>> START Input material

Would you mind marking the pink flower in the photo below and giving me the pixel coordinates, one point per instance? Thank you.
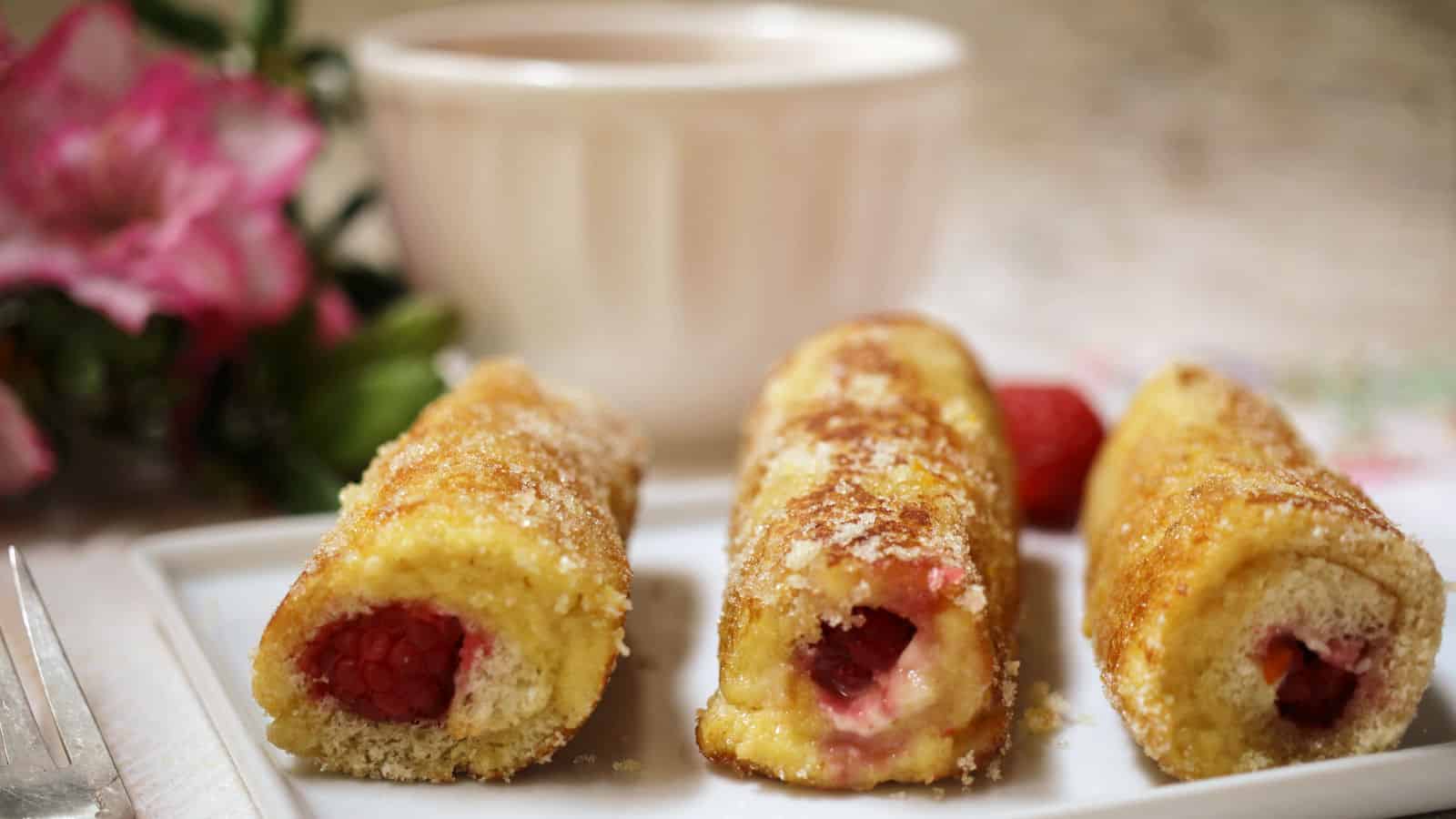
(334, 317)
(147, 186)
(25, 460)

>> END Input material
>> START Input material

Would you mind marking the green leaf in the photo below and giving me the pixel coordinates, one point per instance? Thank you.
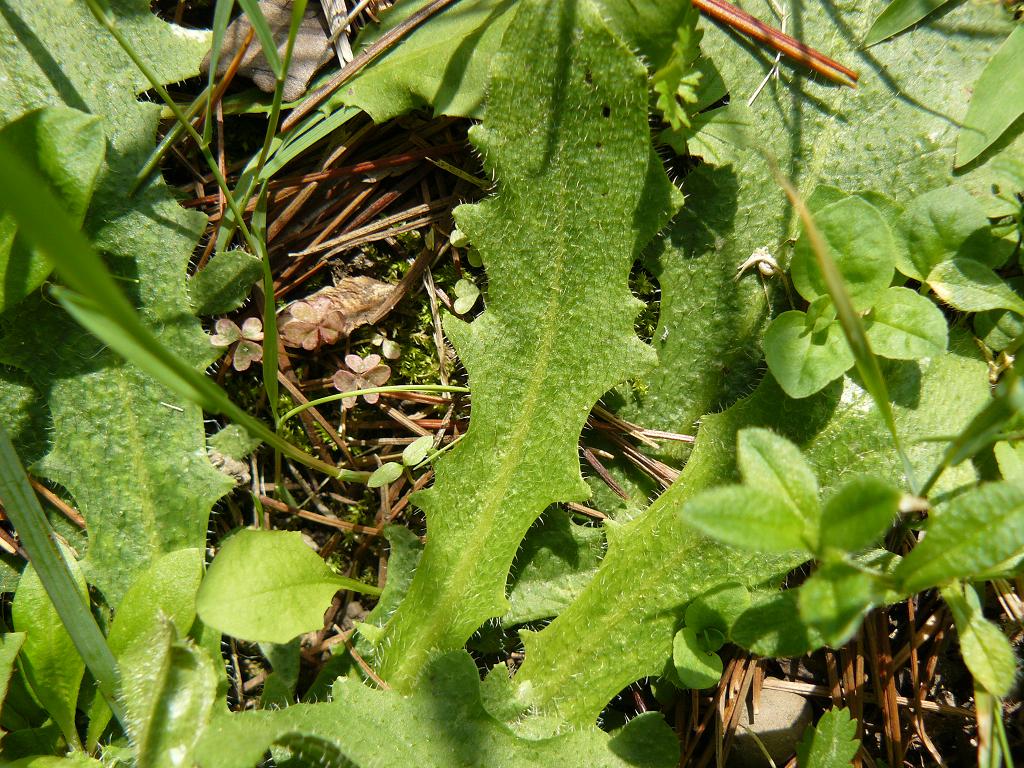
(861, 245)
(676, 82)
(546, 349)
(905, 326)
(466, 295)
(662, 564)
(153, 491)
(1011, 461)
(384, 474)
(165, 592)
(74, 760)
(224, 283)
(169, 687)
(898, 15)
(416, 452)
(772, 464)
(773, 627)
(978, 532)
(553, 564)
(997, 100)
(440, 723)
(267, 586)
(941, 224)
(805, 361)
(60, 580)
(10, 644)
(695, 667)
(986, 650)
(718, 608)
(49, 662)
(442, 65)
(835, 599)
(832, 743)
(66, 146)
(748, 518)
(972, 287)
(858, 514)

>> END Input material

Can you pull out every line of the data above that contains the word "Thank"?

Would you mind marking the pink flower in the photo below and giving me the pixel coordinates, one point per instance? Thank you.
Would you mind marking the green leaf in the photo below and giving me the pixel coordinates, one point per instance? Thank you.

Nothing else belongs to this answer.